» **SET TASK 1**
Pick out every line in the listing below that contains the word "black", and copy each of those lines in full.

Start of SELECTED EXTRACT

Online Safety Basics · Lesson 3

How to Check a Suspicious Email

Learn what to check before clicking links or opening attachments in an email.

Older adult carefully checking an email on a laptop.
3Lesson
15Minutes
4+Examples
1Practice
Member Lesson

Start with the goal.

Learn what to check before clicking links or opening attachments in an email.

Designed for real life: Read slowly, use the examples, and practice with one real message or account when you are ready. You do not need to memorize every term.

Learning objectives

Objective

Check sender identity beyond the display name.

Objective

Recognize attachment and invoice warning signs.

Objective

Use direct login instead of email links when something feels suspicious.

Email can look official and still be fake

Scam emails may use logos, clean formatting, official-looking buttons, and familiar company names. The safer habit is to inspect the sender, avoid unexpected attachments, and verify by opening the official website or app directly.

End of SELECTED EXTRACT
Start of ENTRIES PROVIDED

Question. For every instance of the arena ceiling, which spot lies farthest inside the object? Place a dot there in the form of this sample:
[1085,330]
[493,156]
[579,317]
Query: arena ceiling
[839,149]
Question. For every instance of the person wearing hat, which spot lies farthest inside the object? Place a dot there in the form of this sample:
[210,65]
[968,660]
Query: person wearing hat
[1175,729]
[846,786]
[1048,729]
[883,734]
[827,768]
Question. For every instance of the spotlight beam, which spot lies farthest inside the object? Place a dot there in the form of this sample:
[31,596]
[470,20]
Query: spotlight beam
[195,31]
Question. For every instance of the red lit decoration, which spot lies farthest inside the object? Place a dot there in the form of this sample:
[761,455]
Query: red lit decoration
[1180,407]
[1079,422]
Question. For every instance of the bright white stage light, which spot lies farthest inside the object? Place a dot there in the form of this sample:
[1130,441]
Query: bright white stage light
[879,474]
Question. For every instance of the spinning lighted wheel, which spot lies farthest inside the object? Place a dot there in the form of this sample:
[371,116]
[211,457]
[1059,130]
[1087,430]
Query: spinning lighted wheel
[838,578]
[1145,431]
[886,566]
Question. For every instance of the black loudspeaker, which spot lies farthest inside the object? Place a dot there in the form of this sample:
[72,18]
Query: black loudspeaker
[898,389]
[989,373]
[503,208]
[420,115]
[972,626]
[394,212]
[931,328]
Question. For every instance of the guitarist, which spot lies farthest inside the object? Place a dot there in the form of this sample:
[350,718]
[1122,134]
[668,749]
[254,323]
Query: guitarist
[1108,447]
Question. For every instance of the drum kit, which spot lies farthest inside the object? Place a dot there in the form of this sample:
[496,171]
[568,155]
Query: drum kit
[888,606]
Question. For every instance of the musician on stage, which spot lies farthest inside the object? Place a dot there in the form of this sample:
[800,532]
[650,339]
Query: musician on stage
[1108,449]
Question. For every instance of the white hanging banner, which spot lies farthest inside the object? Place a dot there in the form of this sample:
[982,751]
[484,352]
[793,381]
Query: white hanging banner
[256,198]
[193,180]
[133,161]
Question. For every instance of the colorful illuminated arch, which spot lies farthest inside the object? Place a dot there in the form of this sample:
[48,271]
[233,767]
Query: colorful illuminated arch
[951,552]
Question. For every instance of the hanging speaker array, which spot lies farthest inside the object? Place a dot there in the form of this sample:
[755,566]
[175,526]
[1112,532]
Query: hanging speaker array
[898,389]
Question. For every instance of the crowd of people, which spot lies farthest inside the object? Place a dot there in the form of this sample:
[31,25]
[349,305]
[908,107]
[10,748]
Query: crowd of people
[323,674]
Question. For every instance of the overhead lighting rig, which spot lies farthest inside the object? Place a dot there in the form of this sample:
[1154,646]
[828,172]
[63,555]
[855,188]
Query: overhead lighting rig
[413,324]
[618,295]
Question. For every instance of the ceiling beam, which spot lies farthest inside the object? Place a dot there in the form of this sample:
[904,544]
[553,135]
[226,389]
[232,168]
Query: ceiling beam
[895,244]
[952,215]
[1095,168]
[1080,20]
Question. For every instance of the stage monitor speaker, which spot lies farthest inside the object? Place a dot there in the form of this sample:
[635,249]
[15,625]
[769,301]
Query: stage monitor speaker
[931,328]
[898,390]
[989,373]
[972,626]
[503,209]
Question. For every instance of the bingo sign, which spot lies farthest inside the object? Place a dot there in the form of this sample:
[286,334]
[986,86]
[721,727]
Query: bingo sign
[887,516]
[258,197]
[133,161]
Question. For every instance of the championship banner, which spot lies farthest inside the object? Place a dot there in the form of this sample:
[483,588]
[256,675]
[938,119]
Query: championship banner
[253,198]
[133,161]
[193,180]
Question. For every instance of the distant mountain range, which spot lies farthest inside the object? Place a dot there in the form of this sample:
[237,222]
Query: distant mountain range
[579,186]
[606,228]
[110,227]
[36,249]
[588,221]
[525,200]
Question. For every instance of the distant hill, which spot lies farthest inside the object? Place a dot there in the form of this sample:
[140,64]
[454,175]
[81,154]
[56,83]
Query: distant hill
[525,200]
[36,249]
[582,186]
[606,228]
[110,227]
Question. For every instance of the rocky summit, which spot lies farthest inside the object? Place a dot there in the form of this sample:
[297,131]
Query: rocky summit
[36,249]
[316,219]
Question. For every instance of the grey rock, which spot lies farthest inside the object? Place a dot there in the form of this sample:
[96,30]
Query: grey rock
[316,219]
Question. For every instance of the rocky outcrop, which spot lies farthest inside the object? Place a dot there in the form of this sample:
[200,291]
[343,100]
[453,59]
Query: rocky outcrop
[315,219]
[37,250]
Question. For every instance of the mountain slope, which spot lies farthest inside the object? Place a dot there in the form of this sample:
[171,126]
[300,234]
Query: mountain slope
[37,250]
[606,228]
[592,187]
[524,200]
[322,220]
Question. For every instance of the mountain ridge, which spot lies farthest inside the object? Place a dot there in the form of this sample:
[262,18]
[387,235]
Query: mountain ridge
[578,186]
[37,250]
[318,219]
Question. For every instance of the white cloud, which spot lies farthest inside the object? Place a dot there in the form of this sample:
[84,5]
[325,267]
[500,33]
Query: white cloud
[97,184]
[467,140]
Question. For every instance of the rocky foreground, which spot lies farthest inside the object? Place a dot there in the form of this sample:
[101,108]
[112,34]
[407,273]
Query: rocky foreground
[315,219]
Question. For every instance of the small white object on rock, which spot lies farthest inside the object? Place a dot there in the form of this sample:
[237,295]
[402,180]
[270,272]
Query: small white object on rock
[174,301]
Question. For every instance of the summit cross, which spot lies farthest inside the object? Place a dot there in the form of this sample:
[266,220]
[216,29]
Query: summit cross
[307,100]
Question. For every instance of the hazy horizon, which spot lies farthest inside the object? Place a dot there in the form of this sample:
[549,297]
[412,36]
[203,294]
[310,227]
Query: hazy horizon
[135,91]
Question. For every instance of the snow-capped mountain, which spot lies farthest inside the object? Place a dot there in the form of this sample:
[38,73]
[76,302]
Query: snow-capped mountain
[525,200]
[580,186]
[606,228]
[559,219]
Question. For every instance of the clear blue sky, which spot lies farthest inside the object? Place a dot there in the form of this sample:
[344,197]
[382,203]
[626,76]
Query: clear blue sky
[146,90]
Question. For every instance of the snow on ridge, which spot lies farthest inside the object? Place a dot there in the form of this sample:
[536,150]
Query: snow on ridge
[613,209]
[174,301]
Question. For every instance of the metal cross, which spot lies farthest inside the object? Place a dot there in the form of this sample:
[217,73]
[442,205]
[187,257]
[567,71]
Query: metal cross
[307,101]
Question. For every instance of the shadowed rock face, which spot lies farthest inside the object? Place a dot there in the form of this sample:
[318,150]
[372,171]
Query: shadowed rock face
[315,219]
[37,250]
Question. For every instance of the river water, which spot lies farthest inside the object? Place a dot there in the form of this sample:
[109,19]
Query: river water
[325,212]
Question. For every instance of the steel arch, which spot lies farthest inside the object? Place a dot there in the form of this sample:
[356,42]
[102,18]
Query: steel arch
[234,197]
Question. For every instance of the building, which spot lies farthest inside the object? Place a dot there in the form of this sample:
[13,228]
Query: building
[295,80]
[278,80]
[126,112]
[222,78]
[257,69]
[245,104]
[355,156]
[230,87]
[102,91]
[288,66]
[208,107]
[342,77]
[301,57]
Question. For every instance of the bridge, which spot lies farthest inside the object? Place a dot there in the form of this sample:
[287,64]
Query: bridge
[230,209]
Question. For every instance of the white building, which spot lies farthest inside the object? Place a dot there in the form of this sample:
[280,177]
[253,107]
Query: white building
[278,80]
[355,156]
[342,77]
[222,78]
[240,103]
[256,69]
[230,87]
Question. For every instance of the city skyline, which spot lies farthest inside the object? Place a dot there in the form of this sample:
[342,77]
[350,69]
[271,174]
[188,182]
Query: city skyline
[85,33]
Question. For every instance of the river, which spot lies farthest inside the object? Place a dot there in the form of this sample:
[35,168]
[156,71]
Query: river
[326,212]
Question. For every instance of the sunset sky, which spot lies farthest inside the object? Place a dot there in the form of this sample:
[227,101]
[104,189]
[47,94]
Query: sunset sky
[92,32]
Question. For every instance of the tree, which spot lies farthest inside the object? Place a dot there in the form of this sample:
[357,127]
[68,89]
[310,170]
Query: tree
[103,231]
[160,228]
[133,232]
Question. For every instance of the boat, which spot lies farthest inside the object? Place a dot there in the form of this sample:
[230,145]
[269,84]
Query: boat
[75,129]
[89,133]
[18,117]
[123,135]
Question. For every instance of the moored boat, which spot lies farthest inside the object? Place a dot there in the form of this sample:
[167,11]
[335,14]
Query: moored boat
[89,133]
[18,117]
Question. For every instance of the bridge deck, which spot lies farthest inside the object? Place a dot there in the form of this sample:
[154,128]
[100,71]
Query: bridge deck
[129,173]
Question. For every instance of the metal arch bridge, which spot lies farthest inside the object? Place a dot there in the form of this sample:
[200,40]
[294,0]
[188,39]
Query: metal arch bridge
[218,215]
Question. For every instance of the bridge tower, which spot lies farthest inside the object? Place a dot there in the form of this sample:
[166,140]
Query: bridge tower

End of ENTRIES PROVIDED

» **SET TASK 2**
In the lesson on checking a suspicious email, what should you use instead of email links when something feels suspicious?

» **EXERCISE RESPONSE 1**
Question. For every instance of the black loudspeaker, which spot lies farthest inside the object? Place a dot there in the form of this sample:
Query: black loudspeaker

» **EXERCISE RESPONSE 2**
Direct login.